OBJECTIFS:
a. Dans l'extrait sur le recueil de souvenirs d'enfance, que répond le père quand l'enfant lui demande où ils sont rendus ?
b. Prolongez l'extrait sur le recueil de souvenirs d'enfance à la suite de sa dernière phrase.

Fontainebleau est souverain. Quand nous sortons de Fontainebleau pour rouler sur le grand Chemin en direction du Nord, infatigable, je demande à mon père où nous sommes rendus. Et j’attends le Danemark, la Finlande, le Congo, l’Australie, le Bengale, la Chine, le Mexique, le Chili, l’Écosse ou encore le pays de Galles d’où viennent les ancêtres de grand-maman — donc forcément voisins. Mon père, calme comme sa Rambler 64, répète : on est toujours au Canada. Quelques minutes plus tard nous arrivons au Centre d’achats. (17)

Tout le recueil oscille entre le regard rétrospectif de l’adulte contemporain qui plonge dans sa mémoire et celui, écrit au présent, de l’enfant des années 1960. Dans les dernières pages, le Je adulte prend un certain recul et conclut :

Quand la mémoire n’arrive plus à restituer les drames avec la limpidité du petit écran, c’est peut-être que le portrait des choses s’effrite comme de la matière. [. . .] Les lieux fuient aussi. De date en date, les cases de trottoir rapetissent et les briques s’usent si sournoisement qu’elles arrivent à estomper les entailles que nous y avons faites pour laisser notre marque secrète. Un petit coup de panne de marteau avait fait l’affaire. Bien appuyé sous la brique. [. . .] Code privé. Brise-fer. Mur signé. Le briqueton s’est dissous dans l’humus et la terre a cessé de lutter sous le terrain. [. . .] Ce n’est pas le souvenir qui fait ici défaut, c’est le réel qui n’a pas pu suivre. (123)

LIGNES FOURNIES:
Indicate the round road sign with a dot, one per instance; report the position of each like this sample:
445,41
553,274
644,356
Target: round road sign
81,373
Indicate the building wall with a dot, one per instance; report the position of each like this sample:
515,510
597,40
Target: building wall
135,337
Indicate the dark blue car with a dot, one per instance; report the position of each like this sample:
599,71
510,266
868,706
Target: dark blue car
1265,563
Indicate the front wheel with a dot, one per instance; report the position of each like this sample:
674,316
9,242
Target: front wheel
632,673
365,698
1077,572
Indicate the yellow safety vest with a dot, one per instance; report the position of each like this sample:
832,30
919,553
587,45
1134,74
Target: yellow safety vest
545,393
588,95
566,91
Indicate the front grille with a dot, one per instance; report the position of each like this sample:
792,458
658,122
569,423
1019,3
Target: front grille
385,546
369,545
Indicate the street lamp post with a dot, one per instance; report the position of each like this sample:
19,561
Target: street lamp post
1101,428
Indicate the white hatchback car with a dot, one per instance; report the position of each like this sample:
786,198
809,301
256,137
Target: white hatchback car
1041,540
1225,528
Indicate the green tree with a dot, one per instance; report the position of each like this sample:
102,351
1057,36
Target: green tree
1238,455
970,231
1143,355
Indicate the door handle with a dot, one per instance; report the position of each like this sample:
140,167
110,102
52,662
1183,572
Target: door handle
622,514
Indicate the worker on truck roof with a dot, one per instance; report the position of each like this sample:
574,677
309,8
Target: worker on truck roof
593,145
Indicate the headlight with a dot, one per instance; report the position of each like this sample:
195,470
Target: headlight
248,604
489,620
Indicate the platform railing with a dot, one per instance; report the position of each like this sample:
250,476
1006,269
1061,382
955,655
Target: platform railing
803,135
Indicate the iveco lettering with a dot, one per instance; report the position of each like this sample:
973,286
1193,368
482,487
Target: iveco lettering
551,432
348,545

RÉPONSES PAR TÂCHE:
a. On est toujours au Canada.

b.
Troublante constatation : alors qu’on craint généralement de perdre la mémoire et compte sur le réel pour fixer les souvenirs, ici, c’est l’inverse qui se produit. La mémoire demeure inébranlable, se rattachant viscéralement à quelques infimes détails. Dans le même temps, c’est le réel qui s’érode, s’estompe et fait défaut, comme si Fontainebleau n’avait pas réussi à devenir suffisamment présent (au sens fort du terme), ancré, réel et commençait doucement à retourner dans les limbes dont il était sorti. À cet égard, la banlieue résidentielle flambant neuve et coquette est toujours susceptible d’alimenter le doute quant au mode d’habitation du monde qu’elle propose. Est-il possible de s’enraciner en banlieue? Telle semble être l’une des questions sous-jacentes du recueil de Delisle.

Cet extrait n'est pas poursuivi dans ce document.